TEXT EXTRACT:
######

# How do you remove items stuck down with Sikaflex?



## Vennwood (Feb 4, 2007)

Hi All,

I have a boof mounted cable box that is stuck down with (presumably) Sikaflex and I need to remove it so that I can replace it with a twin hole box.

Does anyone have experience or suggestions on how to remove the old box without digging holes in the roof?

Thanks

Pete


----------



## 94639 (May 1, 2005)

I seem to recall someone with a similar problem ended up using a piece of "cheese wire".


----------



## gnscloz (Oct 4, 2008)

hi, welcome to sikkaflex experience, its slightly easier if dont need to keep item your removing. easiest way i have found is to get a long bladed cerated knife why the mrs is,nt looking and if poss pull item upwards (it will flex) and slowly cut it out, it will come just needs patience. could put masking tape or duck tape around area to try and avoid scratching surrounding area.


----------



## sideways (Jun 2, 2008)

The wire idea is the best way , suggest you go to your local garage and ask for a piece of mig wire, make two handles out of a bit of brush shaft and i think you will find it will do the trick. I used it to take off a stuck on roofbox.


----------



## mark_2cv (Sep 13, 2006)

If you can get someone to help you and gently heat the area up with a heatgun while you are pulling, it will make it a lot easier....


----------



## Zebedee (Oct 3, 2007)

######

INFORMATION SUPPLIED:
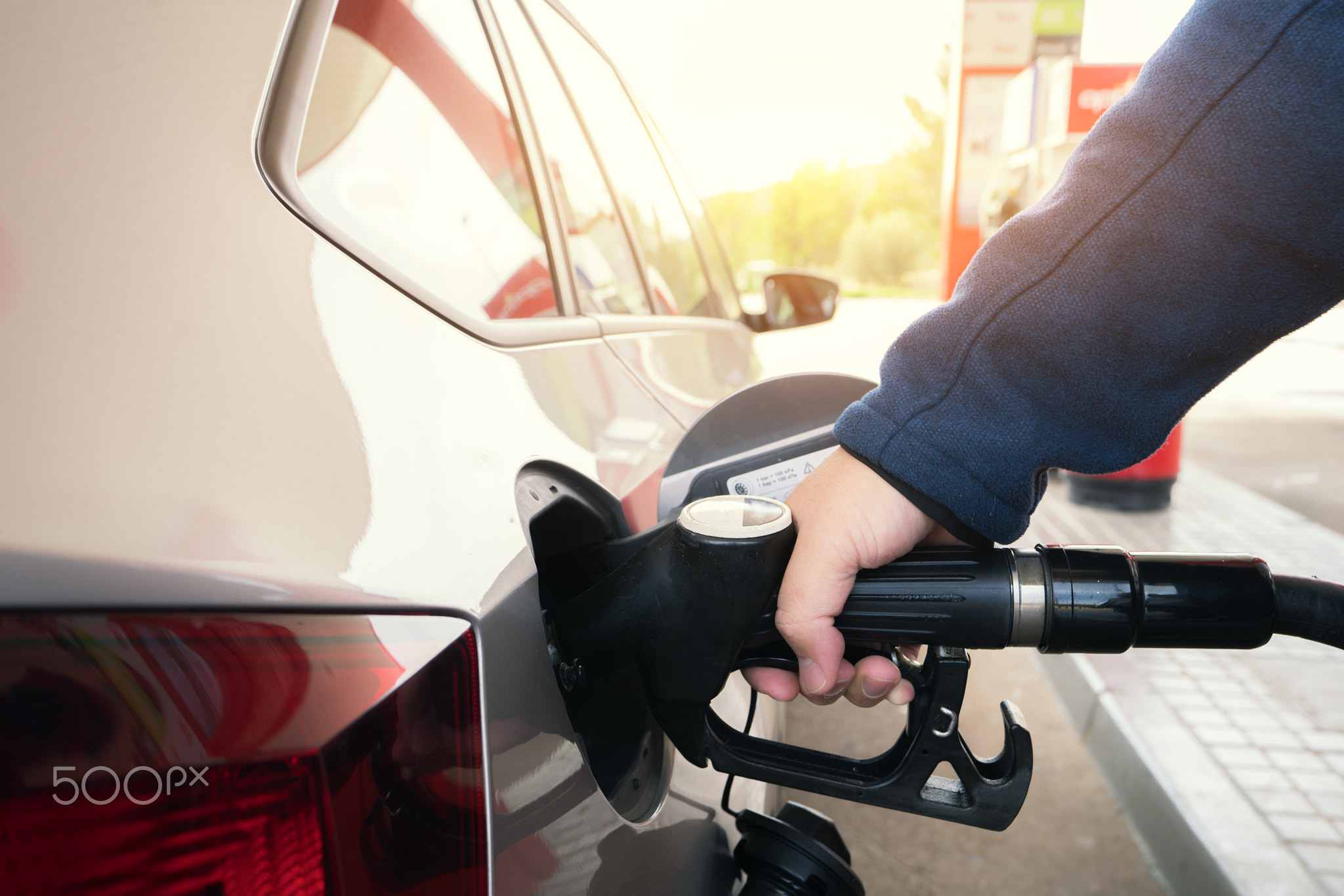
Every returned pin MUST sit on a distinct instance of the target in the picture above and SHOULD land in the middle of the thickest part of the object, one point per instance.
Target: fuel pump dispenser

######

EXERCISE REQUIREMENTS:
- a) Reproduce the part of the Sikaflex thread starting at "## Vennwood (Feb" and ending at "twin hole box.".
- b) Carry on the forum thread about removing items stuck down with Sikaflex from the point where it stops.
The listing plays no part in this work.

RESULTS BY TASK:
- a)
## Vennwood (Feb 4, 2007)

Hi All,

I have a boof mounted cable box that is stuck down with (presumably) Sikaflex and I need to remove it so that I can replace it with a twin hole box.

- b)
gnscloz said:


> get a long bladed cerated knife why the mrs is,nt looking and if poss pull item upwards (it will flex) and slowly cut it out


Even better if you know a local cabinet maker is to borrow his "flush cutting saw" . . . if he will lend it to you??? :roll:

These are saws with very flexible blades, and teeth with a set on only one side, so the blade can be rested against a surface while trimming, but will not mark it.

They are used for trimming the stubs off dowels, pegs etc., and are not difficult to find. >> Here's just one example << of a fairly cheap one, and it might be worth your while investing.

Hope this helps

Dave


----------



## WSandME (May 16, 2007)

Music shop - Guitar string (top "E" string?) :wink:


----------



## time-traveller (Apr 23, 2007)

A 'saw' made up with a length of piano wire - a two person job made easier if carried out in the open after a warm day under the sun.



Vennwood said:


> Hi All,
> 
> I have a boof mounted cable box that is stuck down with (presumably) Sikaflex and I need to remove it so that I can replace it with a twin hole box.
> 
> ...


----------



## pieterv (Feb 3, 2009)

If you just need a second cable entry, why not buy a cable gland, drill a hole in the existing box and fit the gland?


----------



## Vennwood (Feb 4, 2007)

Thanks for the help and advice guys.

I'll let you know how I get on 

Wouldn't want to drill a second hole as I can't see where the original one goes unless I remove the box - and if I remove the box them I may as well fit a two hole box 8)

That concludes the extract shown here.